RECORDS FOR THIS EXERCISE section start
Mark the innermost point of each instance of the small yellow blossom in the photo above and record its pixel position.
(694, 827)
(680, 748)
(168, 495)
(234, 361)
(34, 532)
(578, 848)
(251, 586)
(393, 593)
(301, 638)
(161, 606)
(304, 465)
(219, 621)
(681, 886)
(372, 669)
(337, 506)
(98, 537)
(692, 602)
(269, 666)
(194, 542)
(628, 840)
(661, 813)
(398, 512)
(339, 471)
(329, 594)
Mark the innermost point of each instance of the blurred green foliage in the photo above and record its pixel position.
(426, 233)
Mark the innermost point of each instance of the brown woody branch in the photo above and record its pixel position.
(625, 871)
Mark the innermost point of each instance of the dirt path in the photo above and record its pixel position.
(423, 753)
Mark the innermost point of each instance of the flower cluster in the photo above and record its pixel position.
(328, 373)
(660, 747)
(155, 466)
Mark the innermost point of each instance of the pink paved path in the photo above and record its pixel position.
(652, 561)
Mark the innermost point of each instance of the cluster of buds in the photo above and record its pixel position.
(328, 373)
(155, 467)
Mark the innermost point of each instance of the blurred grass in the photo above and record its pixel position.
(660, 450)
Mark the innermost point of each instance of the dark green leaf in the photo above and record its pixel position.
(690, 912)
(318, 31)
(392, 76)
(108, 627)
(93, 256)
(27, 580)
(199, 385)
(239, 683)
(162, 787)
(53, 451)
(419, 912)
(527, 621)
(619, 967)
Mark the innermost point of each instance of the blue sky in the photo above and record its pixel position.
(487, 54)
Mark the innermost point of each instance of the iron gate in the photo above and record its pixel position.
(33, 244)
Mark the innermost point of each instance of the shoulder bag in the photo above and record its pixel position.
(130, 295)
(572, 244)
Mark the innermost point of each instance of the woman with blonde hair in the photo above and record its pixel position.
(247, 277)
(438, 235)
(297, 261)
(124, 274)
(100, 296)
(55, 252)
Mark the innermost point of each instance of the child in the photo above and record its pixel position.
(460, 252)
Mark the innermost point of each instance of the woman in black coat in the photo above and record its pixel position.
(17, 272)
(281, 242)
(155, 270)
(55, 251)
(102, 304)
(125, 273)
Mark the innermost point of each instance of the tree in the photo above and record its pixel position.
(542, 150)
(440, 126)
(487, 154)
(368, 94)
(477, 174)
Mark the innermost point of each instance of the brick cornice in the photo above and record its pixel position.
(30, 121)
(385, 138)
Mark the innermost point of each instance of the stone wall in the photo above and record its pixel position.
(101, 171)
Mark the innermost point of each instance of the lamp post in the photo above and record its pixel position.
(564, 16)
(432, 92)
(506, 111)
RECORDS FOR THIS EXERCISE section end
• **EXERCISE**: Exactly as they appear above, the records are to be transcribed in full.

• **ANSWER TO THIS TASK**:
Mark the innermost point of each instance of the small yellow blossom in the photo above and record its pixel position.
(694, 827)
(680, 748)
(168, 495)
(234, 361)
(34, 532)
(578, 848)
(251, 586)
(393, 593)
(301, 638)
(161, 606)
(304, 465)
(219, 621)
(681, 886)
(372, 669)
(337, 506)
(98, 537)
(692, 602)
(269, 666)
(194, 542)
(628, 840)
(661, 813)
(398, 512)
(339, 471)
(329, 594)
Mark the innermost point of each instance of the blurred green foliage in the photo above and record its pixel position.
(426, 233)
Mark the innermost point of each instance of the brown woody branch in the photo above and record its pixel position.
(625, 871)
Mark the innermost point of each instance of the dirt path in the photo above and record its pixel position.
(423, 753)
Mark the innermost point of each instance of the flower cluster in the photo above and record its pixel position.
(328, 373)
(660, 747)
(155, 466)
Mark the innermost point of each instance of the pink paved path in the photo above and record its pixel position.
(652, 561)
Mark the innermost point of each instance of the cluster of buds in the photo above and record its pixel position.
(328, 373)
(155, 467)
Mark the innermost point of each instance of the blurred grass in the photo above and record its pixel position.
(660, 450)
Mark the innermost point of each instance of the dark green leaf in the photo above and record its pixel position.
(690, 912)
(318, 31)
(392, 76)
(108, 627)
(93, 256)
(27, 580)
(199, 385)
(239, 683)
(162, 787)
(53, 451)
(419, 912)
(527, 621)
(619, 967)
Mark the innermost point of each instance of the blue sky in the photo above and record its pixel position.
(487, 54)
Mark the innermost point of each instance of the iron gate in the photo above and record its pixel position.
(33, 244)
Mark the innermost point of each instance of the shoulder bag in the photo above and record its pixel position.
(130, 295)
(572, 244)
Mark the innermost point of each instance of the woman with blonde hair in the photo above and record its pixel position.
(247, 277)
(438, 235)
(297, 261)
(124, 274)
(100, 296)
(55, 252)
Mark the innermost point of each instance of the child in the photo above and record its pixel position.
(460, 252)
Mark the innermost point of each instance of the woman in black coat in the photo above and record its pixel position.
(17, 272)
(281, 242)
(155, 270)
(55, 251)
(102, 304)
(125, 273)
Mark the innermost point of each instance of the tree in the photo above and record its pixel position.
(542, 150)
(440, 126)
(487, 154)
(368, 94)
(477, 174)
Mark the innermost point of each instance of the brick cornice in the photo above and record its pixel position.
(30, 121)
(385, 138)
Mark the innermost point of each instance of the stone wall in the photo above and record its pixel position.
(101, 171)
Mark the innermost point of each instance of the lamp post in the photo above and record its pixel position.
(564, 16)
(432, 92)
(506, 111)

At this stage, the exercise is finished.